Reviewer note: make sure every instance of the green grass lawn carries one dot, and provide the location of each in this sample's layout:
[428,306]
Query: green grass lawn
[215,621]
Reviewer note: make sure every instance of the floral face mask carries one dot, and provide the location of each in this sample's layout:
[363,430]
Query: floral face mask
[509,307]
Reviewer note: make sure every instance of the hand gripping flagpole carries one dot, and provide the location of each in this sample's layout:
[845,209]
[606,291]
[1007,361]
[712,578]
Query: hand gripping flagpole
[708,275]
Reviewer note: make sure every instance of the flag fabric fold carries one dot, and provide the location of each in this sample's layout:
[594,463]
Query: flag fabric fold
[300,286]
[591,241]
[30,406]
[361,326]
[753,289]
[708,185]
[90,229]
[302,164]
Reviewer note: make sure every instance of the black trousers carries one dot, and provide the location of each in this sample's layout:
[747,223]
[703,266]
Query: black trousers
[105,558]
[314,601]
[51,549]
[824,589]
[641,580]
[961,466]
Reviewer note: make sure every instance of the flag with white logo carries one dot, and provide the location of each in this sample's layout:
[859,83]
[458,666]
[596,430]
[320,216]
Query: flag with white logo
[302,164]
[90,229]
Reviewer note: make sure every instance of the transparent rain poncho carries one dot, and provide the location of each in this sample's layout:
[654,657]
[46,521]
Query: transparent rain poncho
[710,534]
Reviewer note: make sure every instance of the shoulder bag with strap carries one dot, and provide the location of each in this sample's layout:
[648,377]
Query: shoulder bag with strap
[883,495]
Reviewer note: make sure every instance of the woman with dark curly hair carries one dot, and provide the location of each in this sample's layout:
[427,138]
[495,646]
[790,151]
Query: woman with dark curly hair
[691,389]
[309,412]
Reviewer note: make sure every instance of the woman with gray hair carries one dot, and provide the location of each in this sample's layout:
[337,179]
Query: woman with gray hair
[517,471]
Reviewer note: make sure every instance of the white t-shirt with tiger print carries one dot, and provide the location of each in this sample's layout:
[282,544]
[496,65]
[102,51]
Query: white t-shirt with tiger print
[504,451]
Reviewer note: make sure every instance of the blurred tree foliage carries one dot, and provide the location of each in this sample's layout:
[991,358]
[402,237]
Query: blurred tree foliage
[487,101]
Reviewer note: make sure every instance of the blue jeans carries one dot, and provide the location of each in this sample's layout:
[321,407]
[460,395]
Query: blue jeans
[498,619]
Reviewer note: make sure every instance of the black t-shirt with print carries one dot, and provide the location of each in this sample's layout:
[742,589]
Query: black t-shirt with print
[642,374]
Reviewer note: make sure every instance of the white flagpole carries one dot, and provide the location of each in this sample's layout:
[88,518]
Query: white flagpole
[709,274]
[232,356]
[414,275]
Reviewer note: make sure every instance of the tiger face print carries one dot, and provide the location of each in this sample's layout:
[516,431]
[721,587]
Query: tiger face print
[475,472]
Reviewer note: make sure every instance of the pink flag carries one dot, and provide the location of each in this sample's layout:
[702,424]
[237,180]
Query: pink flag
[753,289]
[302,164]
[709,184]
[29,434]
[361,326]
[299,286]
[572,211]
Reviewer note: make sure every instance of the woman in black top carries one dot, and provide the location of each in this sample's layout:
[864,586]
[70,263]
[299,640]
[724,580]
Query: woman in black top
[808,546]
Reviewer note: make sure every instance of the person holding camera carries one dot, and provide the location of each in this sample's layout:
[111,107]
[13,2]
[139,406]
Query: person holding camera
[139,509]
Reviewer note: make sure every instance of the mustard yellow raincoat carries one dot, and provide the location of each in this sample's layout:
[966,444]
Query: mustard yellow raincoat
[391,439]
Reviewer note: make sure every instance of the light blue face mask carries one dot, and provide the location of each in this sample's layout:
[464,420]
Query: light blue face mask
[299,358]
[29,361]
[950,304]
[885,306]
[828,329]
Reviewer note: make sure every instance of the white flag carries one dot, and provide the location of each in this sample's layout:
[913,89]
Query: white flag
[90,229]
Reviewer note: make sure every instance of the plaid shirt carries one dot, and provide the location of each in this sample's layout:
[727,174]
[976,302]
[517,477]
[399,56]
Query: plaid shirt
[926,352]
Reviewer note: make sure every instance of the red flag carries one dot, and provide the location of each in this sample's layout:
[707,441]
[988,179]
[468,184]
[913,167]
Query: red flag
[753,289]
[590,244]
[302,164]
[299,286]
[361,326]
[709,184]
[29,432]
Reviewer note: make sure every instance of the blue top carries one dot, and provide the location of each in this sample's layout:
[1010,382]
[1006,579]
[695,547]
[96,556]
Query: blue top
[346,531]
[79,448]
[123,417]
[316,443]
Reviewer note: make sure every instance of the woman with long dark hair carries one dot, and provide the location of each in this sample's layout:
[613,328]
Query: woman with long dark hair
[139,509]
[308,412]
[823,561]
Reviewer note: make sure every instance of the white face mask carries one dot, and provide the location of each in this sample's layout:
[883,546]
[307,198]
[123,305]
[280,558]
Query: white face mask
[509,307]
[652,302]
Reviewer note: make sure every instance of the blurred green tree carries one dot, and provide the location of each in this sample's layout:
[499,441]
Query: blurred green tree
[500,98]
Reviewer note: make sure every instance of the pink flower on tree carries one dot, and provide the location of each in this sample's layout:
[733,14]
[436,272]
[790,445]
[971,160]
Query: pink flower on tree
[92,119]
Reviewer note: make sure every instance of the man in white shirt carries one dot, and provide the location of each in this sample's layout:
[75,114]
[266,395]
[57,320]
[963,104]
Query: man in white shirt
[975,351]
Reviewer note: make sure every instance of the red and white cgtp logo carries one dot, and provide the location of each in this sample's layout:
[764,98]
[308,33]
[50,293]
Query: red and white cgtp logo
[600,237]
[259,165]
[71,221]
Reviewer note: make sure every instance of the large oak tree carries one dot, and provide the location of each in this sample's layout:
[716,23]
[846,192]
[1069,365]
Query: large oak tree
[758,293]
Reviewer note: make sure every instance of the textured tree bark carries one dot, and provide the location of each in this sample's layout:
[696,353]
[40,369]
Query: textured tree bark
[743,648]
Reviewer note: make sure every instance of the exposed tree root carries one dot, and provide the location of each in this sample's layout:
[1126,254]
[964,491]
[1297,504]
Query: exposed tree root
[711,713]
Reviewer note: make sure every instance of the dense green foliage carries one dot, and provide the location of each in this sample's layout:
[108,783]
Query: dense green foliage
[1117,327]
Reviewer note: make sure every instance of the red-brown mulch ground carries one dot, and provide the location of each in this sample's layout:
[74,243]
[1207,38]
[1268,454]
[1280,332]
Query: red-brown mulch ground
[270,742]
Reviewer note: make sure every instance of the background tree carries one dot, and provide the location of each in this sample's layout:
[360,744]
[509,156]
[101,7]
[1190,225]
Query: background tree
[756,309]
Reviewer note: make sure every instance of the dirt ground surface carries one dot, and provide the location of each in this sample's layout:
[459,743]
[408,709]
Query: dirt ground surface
☆ ☆ ☆ ☆ ☆
## TASK DETAILS
Extract all of the data above and output it character for character.

## PROBLEM SOLUTION
Reviewer note: make sure every instance of the green grass lawn carries one dot, and provide the location of each in this sample's layout:
[428,306]
Query: green grass lawn
[215,621]
Reviewer note: make sure every instance of the floral face mask carries one dot, and provide the location of each in this sample's layout:
[363,430]
Query: floral face mask
[509,307]
Reviewer note: make sure every instance of the hand gripping flagpole carries one dot, and provide the location of each in this sample's layout:
[845,209]
[606,291]
[1007,361]
[712,578]
Query: hand gripping flagpole
[708,275]
Reviewer note: make sure every instance of the flag fabric fold carries one dot, and provide the location of each in this sample's layout:
[594,463]
Query: flag fabric fold
[300,286]
[591,241]
[30,406]
[361,326]
[753,289]
[708,185]
[90,229]
[302,164]
Reviewer note: make sure every instance of the black trousers carries one dot, and provide the location of each in this sample's layout:
[747,223]
[703,266]
Query: black trousers
[105,558]
[314,601]
[51,549]
[824,589]
[641,580]
[961,466]
Reviewer note: make sure every instance of the flag with white logo carries one dot, and provide the location of each in this sample's layout:
[859,83]
[458,666]
[596,430]
[320,216]
Query: flag with white logo
[302,164]
[90,229]
Reviewer note: make sure every instance of the transparent rain poncho carries one dot, and provide the location of each in this sample's layout:
[654,657]
[46,521]
Query: transparent rain poncho
[710,534]
Reviewer note: make sure every instance of the shoulder bag with strap carries one dot, and provide the location of each in this sample's layout:
[648,377]
Query: shoulder bag with strap
[883,495]
Reviewer note: make sure every instance of the woman with dark curly hair carries one dot, and provide the location of each in this sample's layout:
[427,138]
[495,646]
[790,151]
Query: woman with dark curly hair
[691,389]
[309,412]
Reviewer note: make sure every instance of the woman with gray hair carries one dot, and provide the location of each in this sample's layout:
[337,179]
Query: woman with gray hair
[517,471]
Reviewer note: make sure every instance of the white t-shirt with tiger print carries one dot, and provide the location of each in this sample's layout:
[282,544]
[496,65]
[102,51]
Query: white t-shirt with tiger print
[504,451]
Reviewer note: make sure every instance of the blurred tree foliage carries one dot, and provide the location of each in this sample's layout:
[991,358]
[402,237]
Query: blurred tree foliage
[487,101]
Reviewer note: make sure every instance of the blue jeans carries one dot, and provide the location of each in this sample's layout:
[321,407]
[460,395]
Query: blue jeans
[498,619]
Reviewer note: make sure every instance of the black t-shirt with print carries one dot, and provide the location of each in this sample's layout:
[742,589]
Query: black t-shirt with print
[642,374]
Reviewer note: make sure every instance of the white flagpole carries one dot, and provide the location of each in this sample's layout:
[88,518]
Query: white flagpole
[709,274]
[232,356]
[414,275]
Reviewer note: make sure every instance of the tiger face print carries one dot, and provide the location of each in this sample's layout:
[516,431]
[721,587]
Query: tiger face print
[475,472]
Reviewer note: make sure every instance of the pink flag carries one dot, and provide the location of each in this sample's layout:
[702,424]
[237,180]
Query: pink flag
[753,289]
[302,164]
[709,184]
[29,434]
[361,326]
[299,286]
[572,211]
Reviewer note: make sure every instance of the woman in black top carries one dot, and provide the location of each in this sample's layout:
[864,586]
[70,263]
[299,640]
[724,580]
Query: woman in black top
[808,546]
Reviewer note: make sure every instance of the person holding camera carries one dot, and provide the location of each in this sample's layout:
[111,107]
[13,2]
[139,406]
Query: person holding camera
[139,509]
Reviewer note: make sure every instance of the mustard yellow raincoat carries one dot, and provide the location of each in this sample's layout:
[966,444]
Query: mustard yellow raincoat
[391,439]
Reviewer note: make sure every instance of the light blue face mask carries one dot, and provide the location of each in this sample's layout:
[464,420]
Query: light blue face mask
[299,358]
[29,361]
[950,304]
[885,306]
[828,329]
Reviewer note: make sure every instance of the white flag carries one dot, and provide the location of each in this sample's layout:
[913,89]
Query: white flag
[90,229]
Reviewer note: make sure every instance of the plaid shirt carries one dot, and provide the location of each in this sample's layout:
[727,174]
[976,302]
[517,477]
[399,56]
Query: plaid shirt
[926,352]
Reviewer note: make sure every instance of the red flag carries one dot, and provide the location of each in this sample's layout:
[707,441]
[988,179]
[468,184]
[913,167]
Query: red flag
[753,289]
[590,244]
[302,164]
[299,286]
[361,326]
[709,184]
[29,432]
Reviewer note: make sure every instance of the blue top carries one dot, and provide the location of each in this sample's layout:
[1010,382]
[1006,579]
[695,547]
[96,556]
Query: blue top
[346,531]
[79,448]
[123,417]
[316,443]
Reviewer note: make sure every instance of the woman with long dark hair carries one dot, and provide the location of each in this sample's layout:
[613,328]
Query: woman with long dark hair
[139,509]
[308,412]
[823,561]
Reviewer note: make sure every instance of the white face mask carries one dot, and provide the location of each in this sample's layout:
[883,546]
[307,198]
[123,305]
[280,558]
Query: white face mask
[509,307]
[652,302]
Reviewer note: make sure every instance of the blurred green tree carries one dot, and provide the location of each in this sample's layout:
[499,441]
Query: blurred green tree
[500,98]
Reviewer note: make sure every instance of the pink flower on tree carries one dot, and provide the location of each in this sample's layout:
[733,14]
[436,272]
[790,445]
[971,160]
Query: pink flower on tree
[92,119]
Reviewer note: make sure every instance of the man in white shirt carries one dot, and provide the location of each in this sample's layout:
[75,114]
[266,395]
[57,320]
[963,104]
Query: man in white shirt
[975,351]
Reviewer note: make sure every instance of the red and white cgtp logo carries one dot, and provide the location of each in this sample's layout:
[764,98]
[308,33]
[50,293]
Query: red and white cgtp logo
[600,237]
[259,165]
[71,221]
Reviewer note: make sure every instance of the large oak tree carries one dot, and provide the location of each in this sample's layout:
[716,23]
[846,192]
[1069,365]
Query: large oak tree
[758,293]
Reviewer note: make sure every instance of the textured tree bark carries one dot, and provide the location of each in this sample's layout:
[696,353]
[40,369]
Query: textured tree bark
[743,648]
Reviewer note: make sure every instance of the exposed tree root carries one dot, and provide the location of each in this sample's layout:
[1126,254]
[964,491]
[1297,504]
Query: exposed tree root
[711,713]
Reviewer note: make sure every instance of the dense green foliage carries one dot, and provide the location of each in this sample's layout:
[108,783]
Query: dense green foliage
[1117,327]
Reviewer note: make sure every instance of the red-brown mulch ground carries one dot, and provide the location of each in this sample's layout:
[74,243]
[1207,38]
[1268,454]
[1280,332]
Query: red-brown mulch ground
[270,742]
Reviewer note: make sure every instance of the background tree carries one dot, and provide the location of each in this sample's layout:
[360,744]
[509,156]
[101,7]
[1190,225]
Query: background tree
[756,309]
Reviewer note: make sure every instance of the dirt ground surface carries one dot, and provide the location of each in this sample's layout:
[459,743]
[408,709]
Query: dirt ground surface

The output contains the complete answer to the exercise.